Given instruction: Repeat each listing below word for word.

Boundary labeling items:
---*---
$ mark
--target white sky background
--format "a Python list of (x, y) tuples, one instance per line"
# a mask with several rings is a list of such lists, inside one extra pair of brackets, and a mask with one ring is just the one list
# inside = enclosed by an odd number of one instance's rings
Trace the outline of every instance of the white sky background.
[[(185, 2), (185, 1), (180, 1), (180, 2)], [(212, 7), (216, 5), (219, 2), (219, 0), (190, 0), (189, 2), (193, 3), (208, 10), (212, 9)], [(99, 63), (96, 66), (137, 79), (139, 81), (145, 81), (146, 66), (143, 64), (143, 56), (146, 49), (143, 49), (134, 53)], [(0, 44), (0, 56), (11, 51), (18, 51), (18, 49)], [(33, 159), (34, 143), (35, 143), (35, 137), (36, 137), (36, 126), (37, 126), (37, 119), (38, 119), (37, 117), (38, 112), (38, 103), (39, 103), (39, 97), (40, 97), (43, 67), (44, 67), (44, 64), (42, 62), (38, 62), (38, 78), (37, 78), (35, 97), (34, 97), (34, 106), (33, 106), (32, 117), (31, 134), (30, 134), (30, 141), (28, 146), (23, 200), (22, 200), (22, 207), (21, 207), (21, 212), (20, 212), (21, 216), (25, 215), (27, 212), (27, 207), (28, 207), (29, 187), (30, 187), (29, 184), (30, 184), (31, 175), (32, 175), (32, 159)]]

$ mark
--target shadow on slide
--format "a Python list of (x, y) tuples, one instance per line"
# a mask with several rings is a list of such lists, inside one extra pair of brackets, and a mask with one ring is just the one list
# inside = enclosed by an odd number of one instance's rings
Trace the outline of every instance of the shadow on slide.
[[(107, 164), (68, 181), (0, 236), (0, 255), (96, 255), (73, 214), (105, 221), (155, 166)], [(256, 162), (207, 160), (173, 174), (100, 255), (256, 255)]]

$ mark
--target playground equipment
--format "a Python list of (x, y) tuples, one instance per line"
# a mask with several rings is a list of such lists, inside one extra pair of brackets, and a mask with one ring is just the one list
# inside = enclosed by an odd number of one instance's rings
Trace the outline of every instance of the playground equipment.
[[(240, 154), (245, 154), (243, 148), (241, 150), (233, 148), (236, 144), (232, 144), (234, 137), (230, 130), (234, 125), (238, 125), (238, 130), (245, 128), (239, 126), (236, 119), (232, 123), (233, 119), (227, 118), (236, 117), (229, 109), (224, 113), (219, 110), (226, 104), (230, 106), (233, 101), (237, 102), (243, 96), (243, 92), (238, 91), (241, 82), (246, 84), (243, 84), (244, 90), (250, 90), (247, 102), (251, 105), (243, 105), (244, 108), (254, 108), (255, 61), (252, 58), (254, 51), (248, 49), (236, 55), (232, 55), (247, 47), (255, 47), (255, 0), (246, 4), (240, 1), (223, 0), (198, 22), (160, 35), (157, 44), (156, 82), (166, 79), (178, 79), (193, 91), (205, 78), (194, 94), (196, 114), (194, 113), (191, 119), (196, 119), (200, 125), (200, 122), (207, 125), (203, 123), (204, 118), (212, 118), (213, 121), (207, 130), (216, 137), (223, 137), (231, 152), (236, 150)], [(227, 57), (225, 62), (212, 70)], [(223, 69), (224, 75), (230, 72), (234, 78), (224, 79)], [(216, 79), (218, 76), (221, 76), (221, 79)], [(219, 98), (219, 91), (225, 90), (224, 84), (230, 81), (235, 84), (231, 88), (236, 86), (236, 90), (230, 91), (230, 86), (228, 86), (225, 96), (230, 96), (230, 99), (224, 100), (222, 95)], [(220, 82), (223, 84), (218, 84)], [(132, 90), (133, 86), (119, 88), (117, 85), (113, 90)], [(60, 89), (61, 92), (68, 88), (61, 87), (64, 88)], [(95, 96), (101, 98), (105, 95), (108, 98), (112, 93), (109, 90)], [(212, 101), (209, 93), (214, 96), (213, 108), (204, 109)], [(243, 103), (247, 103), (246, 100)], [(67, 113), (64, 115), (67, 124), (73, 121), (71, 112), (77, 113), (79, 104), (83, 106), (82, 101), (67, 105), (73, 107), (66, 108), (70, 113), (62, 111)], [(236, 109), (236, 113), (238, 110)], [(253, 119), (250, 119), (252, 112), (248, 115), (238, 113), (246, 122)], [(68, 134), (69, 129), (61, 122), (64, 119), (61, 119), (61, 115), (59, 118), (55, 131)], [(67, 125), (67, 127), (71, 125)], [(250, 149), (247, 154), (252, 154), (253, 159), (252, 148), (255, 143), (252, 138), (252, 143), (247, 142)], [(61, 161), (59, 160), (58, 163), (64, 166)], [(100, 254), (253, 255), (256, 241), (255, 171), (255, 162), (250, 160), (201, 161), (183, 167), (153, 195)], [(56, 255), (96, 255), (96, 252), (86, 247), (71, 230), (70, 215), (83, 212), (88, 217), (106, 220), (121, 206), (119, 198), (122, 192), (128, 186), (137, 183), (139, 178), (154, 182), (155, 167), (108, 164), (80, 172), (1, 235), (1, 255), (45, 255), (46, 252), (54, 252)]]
---*---
Problem solution:
$ mark
--target white sky background
--format "a Python list of (x, y) tuples, one instance per line"
# a mask with several rings is a list of such lists, inside one extra pair of brackets, and a mask with one ring is just the one list
# inside = enclosed by an odd number of one instance's rings
Trace the outline of every instance of the white sky background.
[[(185, 2), (185, 1), (180, 1), (180, 2)], [(212, 7), (216, 5), (219, 2), (219, 0), (190, 0), (189, 2), (193, 3), (208, 10), (212, 9)], [(99, 63), (96, 66), (137, 79), (139, 81), (145, 81), (146, 66), (143, 64), (143, 56), (146, 49), (143, 49), (134, 53)], [(0, 44), (0, 56), (11, 51), (18, 51), (18, 49)], [(33, 159), (34, 143), (35, 143), (35, 137), (36, 137), (36, 126), (37, 126), (37, 119), (38, 119), (37, 117), (38, 112), (38, 103), (39, 103), (39, 97), (40, 97), (43, 67), (44, 67), (44, 64), (42, 62), (38, 62), (38, 78), (37, 78), (35, 97), (34, 97), (34, 106), (33, 106), (32, 117), (31, 134), (30, 134), (30, 141), (28, 146), (23, 200), (22, 200), (22, 207), (21, 207), (21, 212), (20, 212), (21, 216), (25, 215), (27, 212), (27, 207), (28, 207), (29, 187), (30, 187), (29, 184), (30, 184), (31, 175), (32, 175), (32, 159)]]

$ mark
--target shadow on slide
--format "a Python list of (x, y) tuples, one instance per line"
# a mask with several rings is a list of such lists, inside one extra pair of brackets, and a mask with one ring is just the one list
# inside = enclosed by an odd number of one instance's rings
Trace the outline of every instance of the shadow on slide.
[[(107, 164), (68, 181), (0, 236), (0, 255), (96, 255), (73, 214), (105, 221), (155, 166)], [(256, 162), (207, 160), (173, 174), (100, 255), (256, 255)]]

$ mark
--target playground equipment
--format "a Python list of (x, y) tuples, one instance per line"
# a mask with several rings is a list of such lists, inside one extra pair of brackets, and a mask with one ring is just the one list
# inside = enclosed by an odd number of one instance's rings
Trace the outline of every instance of the playground equipment.
[[(240, 154), (245, 154), (243, 148), (241, 150), (233, 148), (236, 144), (232, 144), (234, 137), (230, 130), (234, 125), (238, 125), (238, 130), (245, 128), (239, 126), (236, 119), (232, 123), (233, 119), (227, 118), (236, 117), (229, 109), (224, 113), (219, 110), (226, 104), (230, 106), (233, 101), (237, 102), (243, 96), (243, 92), (238, 91), (241, 82), (246, 84), (243, 84), (244, 90), (250, 90), (247, 102), (251, 105), (243, 105), (244, 108), (254, 108), (255, 61), (252, 58), (254, 51), (248, 49), (236, 55), (232, 55), (247, 47), (255, 47), (255, 0), (246, 4), (240, 1), (223, 0), (198, 22), (160, 35), (157, 44), (156, 82), (166, 79), (178, 79), (193, 91), (205, 78), (194, 94), (196, 114), (194, 113), (191, 119), (196, 119), (200, 125), (200, 122), (207, 125), (203, 123), (204, 118), (212, 118), (213, 121), (207, 130), (216, 137), (223, 137), (231, 152), (236, 150)], [(227, 57), (225, 62), (212, 70)], [(223, 69), (224, 75), (230, 72), (234, 78), (224, 79)], [(216, 79), (218, 76), (221, 76), (221, 79)], [(219, 98), (219, 91), (225, 90), (224, 84), (230, 81), (235, 84), (231, 88), (236, 86), (236, 90), (230, 91), (230, 86), (228, 86), (225, 96), (230, 96), (230, 99), (224, 100), (222, 95)], [(220, 82), (223, 84), (218, 84)], [(132, 90), (133, 86), (119, 88), (117, 85), (113, 90)], [(60, 89), (61, 92), (68, 88), (61, 87), (64, 88)], [(95, 96), (101, 98), (105, 95), (108, 98), (112, 93), (109, 90)], [(212, 101), (209, 93), (214, 96), (213, 108), (204, 109)], [(243, 103), (247, 103), (246, 100)], [(67, 113), (64, 115), (67, 124), (73, 121), (71, 112), (77, 113), (79, 104), (83, 106), (82, 101), (67, 105), (73, 107), (66, 108), (70, 113), (62, 111)], [(236, 109), (236, 113), (238, 110)], [(253, 119), (250, 119), (252, 112), (248, 115), (238, 113), (246, 122)], [(68, 134), (69, 129), (61, 122), (64, 119), (61, 119), (61, 115), (59, 118), (55, 131)], [(67, 125), (67, 127), (71, 125)], [(250, 149), (247, 154), (252, 154), (253, 159), (252, 148), (255, 143), (252, 138), (252, 143), (247, 142)], [(61, 161), (59, 160), (58, 163), (64, 166)], [(100, 254), (253, 255), (256, 241), (255, 171), (255, 162), (250, 160), (201, 161), (183, 167), (153, 195)], [(56, 255), (96, 255), (96, 252), (86, 247), (71, 230), (70, 215), (83, 212), (88, 217), (106, 220), (121, 206), (119, 198), (122, 192), (128, 186), (137, 183), (139, 178), (154, 182), (155, 167), (108, 164), (80, 172), (1, 235), (1, 255), (45, 255), (46, 252), (54, 252)]]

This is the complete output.